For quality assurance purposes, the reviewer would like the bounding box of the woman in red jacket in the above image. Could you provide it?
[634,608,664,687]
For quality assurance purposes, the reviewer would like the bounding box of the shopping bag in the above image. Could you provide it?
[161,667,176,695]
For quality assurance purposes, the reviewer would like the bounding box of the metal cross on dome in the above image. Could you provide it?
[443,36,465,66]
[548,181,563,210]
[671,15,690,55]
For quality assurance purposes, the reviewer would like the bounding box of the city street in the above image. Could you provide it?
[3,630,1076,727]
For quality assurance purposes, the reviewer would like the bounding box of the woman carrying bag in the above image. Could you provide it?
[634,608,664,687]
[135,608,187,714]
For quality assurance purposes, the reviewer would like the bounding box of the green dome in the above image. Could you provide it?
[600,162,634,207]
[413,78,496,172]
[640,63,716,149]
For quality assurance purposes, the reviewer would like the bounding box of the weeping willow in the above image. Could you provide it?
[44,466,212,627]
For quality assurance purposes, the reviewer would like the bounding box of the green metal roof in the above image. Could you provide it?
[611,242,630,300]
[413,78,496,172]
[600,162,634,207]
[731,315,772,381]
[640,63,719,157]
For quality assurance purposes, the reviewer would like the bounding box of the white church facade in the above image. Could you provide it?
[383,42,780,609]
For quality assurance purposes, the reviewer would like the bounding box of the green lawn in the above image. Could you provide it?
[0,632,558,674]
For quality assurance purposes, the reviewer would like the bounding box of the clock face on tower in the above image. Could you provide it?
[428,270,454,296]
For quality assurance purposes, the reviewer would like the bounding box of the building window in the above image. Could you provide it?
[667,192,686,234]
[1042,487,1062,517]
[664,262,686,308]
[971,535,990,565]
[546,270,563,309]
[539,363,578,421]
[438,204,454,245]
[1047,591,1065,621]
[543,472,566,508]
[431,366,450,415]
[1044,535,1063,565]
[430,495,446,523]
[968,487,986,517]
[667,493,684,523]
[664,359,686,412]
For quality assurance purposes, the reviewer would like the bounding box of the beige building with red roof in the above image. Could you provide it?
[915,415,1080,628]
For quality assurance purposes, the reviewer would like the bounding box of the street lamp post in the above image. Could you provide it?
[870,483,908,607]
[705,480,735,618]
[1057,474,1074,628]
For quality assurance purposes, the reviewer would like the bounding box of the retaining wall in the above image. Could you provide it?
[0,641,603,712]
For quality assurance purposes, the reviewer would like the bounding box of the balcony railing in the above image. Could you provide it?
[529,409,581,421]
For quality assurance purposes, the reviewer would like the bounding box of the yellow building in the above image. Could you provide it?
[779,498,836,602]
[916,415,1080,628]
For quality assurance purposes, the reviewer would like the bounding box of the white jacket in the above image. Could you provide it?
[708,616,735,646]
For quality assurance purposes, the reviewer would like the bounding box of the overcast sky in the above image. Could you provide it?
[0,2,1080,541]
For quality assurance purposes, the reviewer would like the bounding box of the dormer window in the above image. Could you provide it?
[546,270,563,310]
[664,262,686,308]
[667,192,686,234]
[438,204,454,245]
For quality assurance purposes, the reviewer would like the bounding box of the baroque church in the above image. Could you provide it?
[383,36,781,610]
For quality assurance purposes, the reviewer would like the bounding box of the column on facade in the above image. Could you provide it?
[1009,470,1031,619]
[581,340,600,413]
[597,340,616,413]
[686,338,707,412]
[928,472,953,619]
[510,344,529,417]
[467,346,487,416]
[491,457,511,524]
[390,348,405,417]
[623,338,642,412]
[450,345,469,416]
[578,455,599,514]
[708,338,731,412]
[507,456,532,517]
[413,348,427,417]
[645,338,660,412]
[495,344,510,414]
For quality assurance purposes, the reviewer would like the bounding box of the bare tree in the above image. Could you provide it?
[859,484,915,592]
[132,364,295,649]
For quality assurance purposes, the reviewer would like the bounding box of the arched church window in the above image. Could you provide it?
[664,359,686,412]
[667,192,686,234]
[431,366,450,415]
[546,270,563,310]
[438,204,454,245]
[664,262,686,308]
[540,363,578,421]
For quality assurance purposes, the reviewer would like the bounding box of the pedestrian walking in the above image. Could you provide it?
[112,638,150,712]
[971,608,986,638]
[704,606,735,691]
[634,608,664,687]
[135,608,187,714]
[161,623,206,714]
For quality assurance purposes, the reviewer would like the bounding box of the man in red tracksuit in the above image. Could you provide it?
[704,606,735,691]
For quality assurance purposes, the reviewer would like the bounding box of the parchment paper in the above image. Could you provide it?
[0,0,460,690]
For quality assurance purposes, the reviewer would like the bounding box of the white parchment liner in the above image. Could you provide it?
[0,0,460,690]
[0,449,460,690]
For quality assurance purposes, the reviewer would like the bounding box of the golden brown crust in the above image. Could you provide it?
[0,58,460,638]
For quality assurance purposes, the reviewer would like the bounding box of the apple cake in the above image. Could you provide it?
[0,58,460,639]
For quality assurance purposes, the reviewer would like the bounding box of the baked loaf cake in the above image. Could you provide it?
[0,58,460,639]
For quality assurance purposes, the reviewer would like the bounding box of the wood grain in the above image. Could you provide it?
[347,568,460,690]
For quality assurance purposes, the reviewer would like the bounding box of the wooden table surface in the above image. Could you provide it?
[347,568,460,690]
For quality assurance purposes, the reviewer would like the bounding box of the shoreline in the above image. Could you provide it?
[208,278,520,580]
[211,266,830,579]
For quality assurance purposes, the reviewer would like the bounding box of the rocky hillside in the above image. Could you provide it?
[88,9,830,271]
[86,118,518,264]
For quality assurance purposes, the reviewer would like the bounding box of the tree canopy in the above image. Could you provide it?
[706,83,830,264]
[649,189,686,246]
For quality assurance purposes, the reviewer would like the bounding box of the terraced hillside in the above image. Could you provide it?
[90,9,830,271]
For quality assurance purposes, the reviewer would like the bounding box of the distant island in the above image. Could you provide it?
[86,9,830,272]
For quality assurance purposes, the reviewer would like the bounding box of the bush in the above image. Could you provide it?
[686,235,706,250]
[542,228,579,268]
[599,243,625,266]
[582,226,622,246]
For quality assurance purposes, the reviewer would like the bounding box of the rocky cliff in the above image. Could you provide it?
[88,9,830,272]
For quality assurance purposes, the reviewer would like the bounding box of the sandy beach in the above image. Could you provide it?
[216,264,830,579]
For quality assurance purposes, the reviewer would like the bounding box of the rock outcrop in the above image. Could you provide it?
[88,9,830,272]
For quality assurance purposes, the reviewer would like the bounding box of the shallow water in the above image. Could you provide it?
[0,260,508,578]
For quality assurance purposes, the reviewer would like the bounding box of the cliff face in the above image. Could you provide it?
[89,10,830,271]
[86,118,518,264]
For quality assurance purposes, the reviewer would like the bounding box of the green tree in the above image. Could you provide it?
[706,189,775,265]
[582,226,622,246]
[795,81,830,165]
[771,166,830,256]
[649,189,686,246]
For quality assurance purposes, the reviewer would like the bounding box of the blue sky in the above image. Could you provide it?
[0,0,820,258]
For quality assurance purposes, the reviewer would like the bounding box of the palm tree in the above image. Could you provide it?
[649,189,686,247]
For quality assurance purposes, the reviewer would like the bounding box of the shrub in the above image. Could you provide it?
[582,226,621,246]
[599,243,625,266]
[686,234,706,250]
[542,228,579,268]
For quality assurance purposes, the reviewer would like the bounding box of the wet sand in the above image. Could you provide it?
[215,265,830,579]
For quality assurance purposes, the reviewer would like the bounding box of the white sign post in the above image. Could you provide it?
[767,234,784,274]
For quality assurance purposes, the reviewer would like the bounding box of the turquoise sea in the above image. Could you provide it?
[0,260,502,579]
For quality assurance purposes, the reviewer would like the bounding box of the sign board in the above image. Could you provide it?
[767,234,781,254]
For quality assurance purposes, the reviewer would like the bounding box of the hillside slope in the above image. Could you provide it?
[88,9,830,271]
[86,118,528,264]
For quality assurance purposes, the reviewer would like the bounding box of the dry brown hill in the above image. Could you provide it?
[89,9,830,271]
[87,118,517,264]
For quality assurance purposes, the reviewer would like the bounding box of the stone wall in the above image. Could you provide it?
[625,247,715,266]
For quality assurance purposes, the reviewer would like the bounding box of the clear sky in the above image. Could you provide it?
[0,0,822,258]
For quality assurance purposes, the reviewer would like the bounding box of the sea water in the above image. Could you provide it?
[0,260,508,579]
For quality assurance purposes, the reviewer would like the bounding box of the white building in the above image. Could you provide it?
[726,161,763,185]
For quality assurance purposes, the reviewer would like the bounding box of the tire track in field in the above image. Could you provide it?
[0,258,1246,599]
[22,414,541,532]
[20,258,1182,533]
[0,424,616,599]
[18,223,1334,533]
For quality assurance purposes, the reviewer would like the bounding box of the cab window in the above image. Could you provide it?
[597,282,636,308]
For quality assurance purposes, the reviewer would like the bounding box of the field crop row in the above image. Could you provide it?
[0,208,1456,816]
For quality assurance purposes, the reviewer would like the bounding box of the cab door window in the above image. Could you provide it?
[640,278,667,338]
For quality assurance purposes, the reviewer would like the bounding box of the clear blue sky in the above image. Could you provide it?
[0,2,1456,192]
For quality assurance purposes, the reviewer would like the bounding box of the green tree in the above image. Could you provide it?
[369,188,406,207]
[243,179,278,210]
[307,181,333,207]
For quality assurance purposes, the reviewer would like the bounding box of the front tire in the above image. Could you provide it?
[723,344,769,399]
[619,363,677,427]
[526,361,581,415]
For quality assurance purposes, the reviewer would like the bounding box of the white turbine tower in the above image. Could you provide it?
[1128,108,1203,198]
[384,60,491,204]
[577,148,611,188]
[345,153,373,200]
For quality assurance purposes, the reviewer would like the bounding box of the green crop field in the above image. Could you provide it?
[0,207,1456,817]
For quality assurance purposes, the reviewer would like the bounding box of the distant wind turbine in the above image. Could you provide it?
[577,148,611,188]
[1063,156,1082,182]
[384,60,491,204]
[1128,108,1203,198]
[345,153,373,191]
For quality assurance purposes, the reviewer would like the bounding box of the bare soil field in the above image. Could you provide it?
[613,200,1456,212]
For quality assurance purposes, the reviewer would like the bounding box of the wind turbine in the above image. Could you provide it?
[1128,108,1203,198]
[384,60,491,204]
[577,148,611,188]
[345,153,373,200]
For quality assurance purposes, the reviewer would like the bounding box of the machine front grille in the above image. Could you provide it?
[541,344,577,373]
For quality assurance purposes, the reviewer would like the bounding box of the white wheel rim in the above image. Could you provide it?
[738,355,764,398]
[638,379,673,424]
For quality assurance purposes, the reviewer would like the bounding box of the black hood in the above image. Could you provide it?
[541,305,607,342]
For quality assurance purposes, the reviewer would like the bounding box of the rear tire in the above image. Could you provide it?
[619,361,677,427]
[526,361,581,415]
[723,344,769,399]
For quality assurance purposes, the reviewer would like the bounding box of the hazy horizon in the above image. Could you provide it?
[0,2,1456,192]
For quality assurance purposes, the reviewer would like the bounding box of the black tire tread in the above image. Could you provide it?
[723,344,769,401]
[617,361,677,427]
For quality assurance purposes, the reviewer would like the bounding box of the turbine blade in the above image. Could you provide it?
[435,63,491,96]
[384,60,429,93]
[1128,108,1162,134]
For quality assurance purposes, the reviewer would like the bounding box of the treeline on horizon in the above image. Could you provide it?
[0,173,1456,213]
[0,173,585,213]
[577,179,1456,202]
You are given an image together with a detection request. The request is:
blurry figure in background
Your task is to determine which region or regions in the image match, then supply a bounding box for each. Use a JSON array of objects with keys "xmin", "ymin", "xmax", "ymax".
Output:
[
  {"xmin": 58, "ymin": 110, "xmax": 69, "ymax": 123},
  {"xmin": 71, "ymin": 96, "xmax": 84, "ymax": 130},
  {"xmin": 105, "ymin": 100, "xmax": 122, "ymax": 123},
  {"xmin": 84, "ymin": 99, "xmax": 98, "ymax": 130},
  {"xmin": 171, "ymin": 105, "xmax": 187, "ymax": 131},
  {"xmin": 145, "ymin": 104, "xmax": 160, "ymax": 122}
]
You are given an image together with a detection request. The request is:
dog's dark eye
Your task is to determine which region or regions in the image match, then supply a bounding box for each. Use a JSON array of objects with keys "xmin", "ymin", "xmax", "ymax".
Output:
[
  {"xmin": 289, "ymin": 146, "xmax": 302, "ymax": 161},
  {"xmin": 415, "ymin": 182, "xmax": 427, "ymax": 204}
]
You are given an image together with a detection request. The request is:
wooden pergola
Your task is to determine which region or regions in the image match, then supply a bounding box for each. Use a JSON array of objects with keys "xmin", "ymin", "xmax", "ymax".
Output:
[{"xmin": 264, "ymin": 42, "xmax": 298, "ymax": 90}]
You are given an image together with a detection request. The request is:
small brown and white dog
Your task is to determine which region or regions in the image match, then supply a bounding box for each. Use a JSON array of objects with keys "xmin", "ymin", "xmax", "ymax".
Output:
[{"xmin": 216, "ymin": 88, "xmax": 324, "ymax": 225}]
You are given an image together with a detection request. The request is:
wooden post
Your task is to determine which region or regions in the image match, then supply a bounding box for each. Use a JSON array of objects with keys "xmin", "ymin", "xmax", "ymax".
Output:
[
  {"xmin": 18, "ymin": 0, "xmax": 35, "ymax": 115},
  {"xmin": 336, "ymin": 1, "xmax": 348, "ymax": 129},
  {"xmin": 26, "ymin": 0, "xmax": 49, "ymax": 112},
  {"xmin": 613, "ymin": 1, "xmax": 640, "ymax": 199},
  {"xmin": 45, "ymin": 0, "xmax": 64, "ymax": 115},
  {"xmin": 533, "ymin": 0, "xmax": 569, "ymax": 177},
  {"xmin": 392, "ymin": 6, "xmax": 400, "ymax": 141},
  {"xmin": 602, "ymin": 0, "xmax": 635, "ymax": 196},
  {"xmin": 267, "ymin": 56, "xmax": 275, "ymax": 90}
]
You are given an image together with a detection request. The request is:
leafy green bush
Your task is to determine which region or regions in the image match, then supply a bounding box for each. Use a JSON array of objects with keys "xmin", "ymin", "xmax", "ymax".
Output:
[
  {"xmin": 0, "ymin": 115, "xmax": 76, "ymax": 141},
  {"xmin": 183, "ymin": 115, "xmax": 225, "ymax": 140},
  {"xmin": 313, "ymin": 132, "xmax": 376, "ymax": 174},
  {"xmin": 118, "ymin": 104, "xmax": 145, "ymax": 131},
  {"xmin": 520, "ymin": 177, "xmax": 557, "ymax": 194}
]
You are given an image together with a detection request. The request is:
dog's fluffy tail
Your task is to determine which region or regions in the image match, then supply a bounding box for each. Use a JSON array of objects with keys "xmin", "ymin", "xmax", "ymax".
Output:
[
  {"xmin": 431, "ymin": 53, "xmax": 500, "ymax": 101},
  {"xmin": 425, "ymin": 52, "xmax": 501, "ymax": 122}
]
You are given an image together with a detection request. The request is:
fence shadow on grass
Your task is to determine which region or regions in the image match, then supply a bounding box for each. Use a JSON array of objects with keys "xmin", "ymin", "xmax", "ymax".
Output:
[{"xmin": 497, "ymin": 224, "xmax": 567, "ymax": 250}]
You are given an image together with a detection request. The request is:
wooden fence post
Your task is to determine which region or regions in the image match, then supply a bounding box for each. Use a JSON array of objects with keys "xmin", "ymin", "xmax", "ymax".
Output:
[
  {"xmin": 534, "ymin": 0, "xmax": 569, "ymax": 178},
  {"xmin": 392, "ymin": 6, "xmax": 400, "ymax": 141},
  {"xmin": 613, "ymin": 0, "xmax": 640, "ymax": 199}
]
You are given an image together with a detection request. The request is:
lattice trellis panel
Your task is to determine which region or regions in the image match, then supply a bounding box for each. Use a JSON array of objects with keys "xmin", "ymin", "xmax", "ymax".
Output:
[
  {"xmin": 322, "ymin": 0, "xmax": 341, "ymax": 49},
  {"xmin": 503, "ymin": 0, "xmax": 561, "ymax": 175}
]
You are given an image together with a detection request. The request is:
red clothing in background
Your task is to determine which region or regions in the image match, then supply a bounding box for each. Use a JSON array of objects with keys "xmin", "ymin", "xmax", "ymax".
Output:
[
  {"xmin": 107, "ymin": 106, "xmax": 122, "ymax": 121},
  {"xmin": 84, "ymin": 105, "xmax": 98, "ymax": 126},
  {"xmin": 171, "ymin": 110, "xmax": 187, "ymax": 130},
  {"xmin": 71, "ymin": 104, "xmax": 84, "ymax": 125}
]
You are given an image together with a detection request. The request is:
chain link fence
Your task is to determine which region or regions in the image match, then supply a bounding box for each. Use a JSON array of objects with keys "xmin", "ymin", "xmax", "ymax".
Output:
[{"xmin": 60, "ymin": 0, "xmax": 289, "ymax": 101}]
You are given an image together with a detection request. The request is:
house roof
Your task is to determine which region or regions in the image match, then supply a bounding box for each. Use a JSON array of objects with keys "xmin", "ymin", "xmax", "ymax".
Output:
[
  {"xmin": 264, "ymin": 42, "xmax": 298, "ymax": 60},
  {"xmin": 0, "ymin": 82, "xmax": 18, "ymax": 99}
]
★ ★ ★ ★
(PROBLEM):
Pick out every line of the listing that contains the string "roof", matching case exactly.

(ANSWER TO THIS EXERCISE):
For quality assurance purposes, the reviewer would like the bounding box of the green metal roof in the above image. Could you provide it?
For quality assurance purposes, the reviewer would like the bounding box of the beige building with red roof in the above image. Could you provide it?
house roof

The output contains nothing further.